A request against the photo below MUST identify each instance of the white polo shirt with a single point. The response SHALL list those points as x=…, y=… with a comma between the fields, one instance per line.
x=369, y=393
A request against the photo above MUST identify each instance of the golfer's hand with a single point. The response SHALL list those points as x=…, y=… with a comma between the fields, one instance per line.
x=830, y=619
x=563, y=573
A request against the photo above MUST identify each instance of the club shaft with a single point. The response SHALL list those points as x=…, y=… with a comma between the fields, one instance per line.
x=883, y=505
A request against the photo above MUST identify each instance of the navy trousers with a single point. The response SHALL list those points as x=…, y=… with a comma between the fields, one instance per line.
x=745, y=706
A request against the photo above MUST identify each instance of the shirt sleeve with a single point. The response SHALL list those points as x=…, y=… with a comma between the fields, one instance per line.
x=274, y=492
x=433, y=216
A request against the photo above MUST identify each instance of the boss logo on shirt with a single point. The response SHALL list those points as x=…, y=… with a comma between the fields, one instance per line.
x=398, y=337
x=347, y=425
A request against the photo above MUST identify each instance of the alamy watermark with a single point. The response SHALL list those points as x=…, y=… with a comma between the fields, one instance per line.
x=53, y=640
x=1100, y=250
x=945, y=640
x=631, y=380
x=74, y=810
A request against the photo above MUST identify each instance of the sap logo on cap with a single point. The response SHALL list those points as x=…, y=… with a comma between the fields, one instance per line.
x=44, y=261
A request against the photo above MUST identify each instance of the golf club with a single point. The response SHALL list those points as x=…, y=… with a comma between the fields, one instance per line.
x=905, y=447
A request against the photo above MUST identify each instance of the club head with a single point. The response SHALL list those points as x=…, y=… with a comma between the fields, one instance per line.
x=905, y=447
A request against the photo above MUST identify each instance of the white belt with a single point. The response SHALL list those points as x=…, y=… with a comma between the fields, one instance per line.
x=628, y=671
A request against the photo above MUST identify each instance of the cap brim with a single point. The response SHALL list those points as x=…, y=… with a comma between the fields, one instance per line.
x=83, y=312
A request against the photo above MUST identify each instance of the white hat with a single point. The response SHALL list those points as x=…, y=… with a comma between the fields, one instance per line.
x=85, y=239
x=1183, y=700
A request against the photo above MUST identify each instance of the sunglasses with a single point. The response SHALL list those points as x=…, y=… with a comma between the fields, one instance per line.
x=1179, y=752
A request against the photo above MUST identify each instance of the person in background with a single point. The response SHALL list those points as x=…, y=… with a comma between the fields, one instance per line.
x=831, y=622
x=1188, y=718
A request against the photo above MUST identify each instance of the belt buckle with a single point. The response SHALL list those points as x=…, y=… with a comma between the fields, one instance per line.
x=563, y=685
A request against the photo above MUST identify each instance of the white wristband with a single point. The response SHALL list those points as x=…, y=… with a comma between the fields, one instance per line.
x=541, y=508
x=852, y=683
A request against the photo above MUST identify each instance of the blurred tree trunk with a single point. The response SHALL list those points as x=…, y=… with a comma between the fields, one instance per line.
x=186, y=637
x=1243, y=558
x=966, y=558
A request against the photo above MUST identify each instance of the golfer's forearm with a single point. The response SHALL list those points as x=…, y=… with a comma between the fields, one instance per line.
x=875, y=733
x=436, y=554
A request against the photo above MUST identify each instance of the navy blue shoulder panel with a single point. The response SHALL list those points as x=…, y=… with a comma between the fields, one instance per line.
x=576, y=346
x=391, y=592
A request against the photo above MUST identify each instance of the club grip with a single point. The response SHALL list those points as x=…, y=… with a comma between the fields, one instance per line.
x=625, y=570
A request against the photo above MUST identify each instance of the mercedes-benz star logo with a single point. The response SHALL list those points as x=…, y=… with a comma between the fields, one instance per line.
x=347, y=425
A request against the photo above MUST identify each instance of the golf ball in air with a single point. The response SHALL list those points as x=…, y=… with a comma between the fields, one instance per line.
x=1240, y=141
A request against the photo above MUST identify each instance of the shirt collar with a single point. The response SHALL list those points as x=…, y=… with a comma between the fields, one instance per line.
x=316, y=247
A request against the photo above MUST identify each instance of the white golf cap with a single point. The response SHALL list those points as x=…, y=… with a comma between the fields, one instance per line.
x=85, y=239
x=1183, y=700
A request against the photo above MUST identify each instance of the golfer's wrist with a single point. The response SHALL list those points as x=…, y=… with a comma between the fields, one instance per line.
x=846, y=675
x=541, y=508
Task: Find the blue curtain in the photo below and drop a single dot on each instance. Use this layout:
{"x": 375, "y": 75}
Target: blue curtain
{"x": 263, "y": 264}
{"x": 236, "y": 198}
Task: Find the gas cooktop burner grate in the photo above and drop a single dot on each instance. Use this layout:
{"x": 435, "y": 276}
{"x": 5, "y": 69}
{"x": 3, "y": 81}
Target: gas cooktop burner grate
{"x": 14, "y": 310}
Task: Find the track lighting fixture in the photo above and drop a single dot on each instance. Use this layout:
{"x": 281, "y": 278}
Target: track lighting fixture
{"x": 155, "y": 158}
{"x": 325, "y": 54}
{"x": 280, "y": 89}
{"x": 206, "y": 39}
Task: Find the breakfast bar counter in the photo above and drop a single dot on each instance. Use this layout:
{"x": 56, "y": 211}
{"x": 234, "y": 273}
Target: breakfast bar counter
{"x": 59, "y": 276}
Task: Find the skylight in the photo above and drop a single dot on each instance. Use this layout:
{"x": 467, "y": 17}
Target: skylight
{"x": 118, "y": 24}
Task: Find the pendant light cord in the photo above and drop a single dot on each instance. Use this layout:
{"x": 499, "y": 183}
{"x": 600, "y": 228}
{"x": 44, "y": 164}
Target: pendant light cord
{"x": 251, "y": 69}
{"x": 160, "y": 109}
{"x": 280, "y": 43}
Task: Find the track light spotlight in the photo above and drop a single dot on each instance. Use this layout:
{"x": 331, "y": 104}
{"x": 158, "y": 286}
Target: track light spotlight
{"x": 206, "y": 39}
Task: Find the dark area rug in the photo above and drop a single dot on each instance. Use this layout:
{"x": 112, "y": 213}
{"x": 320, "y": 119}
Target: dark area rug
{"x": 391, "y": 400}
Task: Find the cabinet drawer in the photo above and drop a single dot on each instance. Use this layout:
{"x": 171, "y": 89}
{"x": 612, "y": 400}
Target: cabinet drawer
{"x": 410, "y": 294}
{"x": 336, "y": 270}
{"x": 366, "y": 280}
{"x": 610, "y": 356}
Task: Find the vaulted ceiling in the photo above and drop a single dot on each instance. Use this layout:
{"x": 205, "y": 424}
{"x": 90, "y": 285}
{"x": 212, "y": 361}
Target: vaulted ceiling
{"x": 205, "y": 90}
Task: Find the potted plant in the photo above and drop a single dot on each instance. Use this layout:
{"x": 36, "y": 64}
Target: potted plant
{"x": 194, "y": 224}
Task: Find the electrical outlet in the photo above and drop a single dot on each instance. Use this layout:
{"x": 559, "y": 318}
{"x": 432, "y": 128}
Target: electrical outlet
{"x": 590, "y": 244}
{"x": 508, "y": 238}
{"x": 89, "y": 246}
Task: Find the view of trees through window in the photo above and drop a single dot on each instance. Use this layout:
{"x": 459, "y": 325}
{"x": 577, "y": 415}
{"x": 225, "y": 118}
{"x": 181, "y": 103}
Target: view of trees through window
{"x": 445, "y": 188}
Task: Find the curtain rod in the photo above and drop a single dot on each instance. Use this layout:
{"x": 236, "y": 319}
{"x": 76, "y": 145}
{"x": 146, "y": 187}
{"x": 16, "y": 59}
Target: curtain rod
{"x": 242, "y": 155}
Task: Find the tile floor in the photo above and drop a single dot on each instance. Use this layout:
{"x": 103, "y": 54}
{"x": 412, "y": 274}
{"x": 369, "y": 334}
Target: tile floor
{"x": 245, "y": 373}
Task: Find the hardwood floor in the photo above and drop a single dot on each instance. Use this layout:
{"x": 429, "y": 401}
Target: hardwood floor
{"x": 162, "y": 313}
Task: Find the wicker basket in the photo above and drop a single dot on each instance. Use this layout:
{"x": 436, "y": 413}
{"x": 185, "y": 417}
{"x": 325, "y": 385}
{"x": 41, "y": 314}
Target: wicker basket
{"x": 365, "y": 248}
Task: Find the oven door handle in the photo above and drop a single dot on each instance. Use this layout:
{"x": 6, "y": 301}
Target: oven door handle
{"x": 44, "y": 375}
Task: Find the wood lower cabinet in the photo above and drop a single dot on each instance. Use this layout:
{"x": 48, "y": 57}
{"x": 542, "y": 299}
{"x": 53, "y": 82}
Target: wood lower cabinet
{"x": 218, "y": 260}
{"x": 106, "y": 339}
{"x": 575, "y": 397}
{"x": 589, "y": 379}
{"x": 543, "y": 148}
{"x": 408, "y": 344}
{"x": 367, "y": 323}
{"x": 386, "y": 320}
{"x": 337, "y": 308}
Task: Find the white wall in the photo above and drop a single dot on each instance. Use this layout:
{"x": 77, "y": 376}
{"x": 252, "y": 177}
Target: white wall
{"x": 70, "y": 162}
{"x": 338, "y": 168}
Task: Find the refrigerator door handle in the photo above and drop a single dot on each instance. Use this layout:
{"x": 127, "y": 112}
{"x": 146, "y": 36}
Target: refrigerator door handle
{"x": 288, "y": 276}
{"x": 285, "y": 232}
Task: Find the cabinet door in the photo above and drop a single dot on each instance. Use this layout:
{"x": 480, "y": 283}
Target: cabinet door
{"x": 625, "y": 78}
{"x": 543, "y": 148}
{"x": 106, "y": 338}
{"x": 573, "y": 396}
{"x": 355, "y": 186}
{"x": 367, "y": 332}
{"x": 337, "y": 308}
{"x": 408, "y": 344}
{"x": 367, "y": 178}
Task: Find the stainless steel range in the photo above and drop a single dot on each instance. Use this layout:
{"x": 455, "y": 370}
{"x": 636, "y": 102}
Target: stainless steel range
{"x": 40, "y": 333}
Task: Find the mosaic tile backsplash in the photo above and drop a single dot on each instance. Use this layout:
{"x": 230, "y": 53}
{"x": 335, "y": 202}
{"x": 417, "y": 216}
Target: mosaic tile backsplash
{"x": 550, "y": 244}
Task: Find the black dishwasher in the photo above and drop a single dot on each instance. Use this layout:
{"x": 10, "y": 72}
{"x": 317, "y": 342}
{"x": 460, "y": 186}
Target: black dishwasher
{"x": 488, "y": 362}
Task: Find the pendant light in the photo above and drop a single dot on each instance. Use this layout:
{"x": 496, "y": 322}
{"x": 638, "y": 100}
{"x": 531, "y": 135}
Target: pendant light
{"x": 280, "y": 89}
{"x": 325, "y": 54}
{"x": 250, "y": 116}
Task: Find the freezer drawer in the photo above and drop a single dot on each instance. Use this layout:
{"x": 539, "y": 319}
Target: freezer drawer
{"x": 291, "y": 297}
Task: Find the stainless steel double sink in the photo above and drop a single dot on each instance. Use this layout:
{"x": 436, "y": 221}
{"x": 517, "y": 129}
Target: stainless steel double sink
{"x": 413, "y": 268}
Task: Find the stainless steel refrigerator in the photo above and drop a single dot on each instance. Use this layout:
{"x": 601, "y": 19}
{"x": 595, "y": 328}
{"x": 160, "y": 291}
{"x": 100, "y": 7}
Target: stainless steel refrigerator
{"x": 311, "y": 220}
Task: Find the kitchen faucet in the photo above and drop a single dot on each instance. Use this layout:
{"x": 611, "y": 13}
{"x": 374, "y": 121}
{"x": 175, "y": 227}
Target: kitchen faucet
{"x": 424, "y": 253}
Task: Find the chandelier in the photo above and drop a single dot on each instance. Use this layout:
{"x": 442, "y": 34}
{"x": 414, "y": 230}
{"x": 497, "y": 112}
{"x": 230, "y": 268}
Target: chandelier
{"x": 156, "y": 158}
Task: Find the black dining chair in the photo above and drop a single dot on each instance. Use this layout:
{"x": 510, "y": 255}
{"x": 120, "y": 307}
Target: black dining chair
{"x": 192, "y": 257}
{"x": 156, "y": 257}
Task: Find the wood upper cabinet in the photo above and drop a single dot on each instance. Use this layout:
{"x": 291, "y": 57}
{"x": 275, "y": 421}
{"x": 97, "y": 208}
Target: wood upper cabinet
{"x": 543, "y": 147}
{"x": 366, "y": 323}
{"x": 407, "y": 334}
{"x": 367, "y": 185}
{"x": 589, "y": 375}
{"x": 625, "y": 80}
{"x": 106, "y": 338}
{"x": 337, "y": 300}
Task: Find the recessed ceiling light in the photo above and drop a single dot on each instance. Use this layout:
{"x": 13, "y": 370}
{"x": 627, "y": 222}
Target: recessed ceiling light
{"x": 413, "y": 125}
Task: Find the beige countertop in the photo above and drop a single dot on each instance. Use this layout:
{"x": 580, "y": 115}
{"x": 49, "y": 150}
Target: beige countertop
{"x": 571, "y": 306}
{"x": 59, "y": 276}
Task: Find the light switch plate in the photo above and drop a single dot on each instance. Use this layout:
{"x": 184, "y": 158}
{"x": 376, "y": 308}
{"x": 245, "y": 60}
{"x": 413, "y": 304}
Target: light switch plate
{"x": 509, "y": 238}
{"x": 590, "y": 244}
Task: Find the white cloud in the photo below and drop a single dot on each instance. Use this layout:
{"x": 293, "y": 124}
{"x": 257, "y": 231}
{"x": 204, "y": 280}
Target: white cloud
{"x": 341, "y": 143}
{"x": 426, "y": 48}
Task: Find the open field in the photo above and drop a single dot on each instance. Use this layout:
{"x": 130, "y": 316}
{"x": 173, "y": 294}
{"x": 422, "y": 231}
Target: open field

--------

=== Exercise requirements ===
Report the number of lines in the records above that include "open", leaving out any other words.

=== Response ===
2